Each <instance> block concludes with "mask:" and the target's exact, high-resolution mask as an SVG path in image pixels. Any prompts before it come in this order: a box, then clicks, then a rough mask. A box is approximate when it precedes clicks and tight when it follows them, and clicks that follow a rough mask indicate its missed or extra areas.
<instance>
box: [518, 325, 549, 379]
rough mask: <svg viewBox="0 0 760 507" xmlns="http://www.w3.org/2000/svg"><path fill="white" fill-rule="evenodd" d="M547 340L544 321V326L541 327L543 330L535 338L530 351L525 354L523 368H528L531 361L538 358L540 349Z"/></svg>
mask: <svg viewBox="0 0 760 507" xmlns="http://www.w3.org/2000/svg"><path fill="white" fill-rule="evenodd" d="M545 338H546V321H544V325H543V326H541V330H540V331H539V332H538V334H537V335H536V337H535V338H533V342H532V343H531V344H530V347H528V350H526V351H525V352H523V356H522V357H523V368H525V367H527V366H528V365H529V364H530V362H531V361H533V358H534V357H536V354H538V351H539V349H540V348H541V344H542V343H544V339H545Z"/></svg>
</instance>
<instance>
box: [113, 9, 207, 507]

...

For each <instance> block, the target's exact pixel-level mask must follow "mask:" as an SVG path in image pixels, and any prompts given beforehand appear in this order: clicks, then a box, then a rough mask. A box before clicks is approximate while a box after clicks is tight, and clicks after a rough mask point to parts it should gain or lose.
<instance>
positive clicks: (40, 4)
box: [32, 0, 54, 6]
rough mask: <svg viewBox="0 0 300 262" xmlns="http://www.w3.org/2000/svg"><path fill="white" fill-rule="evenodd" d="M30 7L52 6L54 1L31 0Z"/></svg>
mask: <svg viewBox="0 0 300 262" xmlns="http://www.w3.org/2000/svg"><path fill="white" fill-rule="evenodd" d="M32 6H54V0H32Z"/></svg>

• How to complete this task: Once you find the line with "Each <instance> block concludes" in the entries above, output it and each line after it up to and including the line with "box: [518, 325, 549, 379]", and nothing else.

• Answer section:
Each <instance> block concludes with "mask:" and the target's exact, high-resolution mask as an SVG path in image pixels. Any prompts before it come in this order: a box, then clicks, then a rough mask. A box is approximate when it precedes clicks and tight when it follows them, and clicks that follow a rough mask indicate its missed or extra areas.
<instance>
box: [518, 325, 549, 379]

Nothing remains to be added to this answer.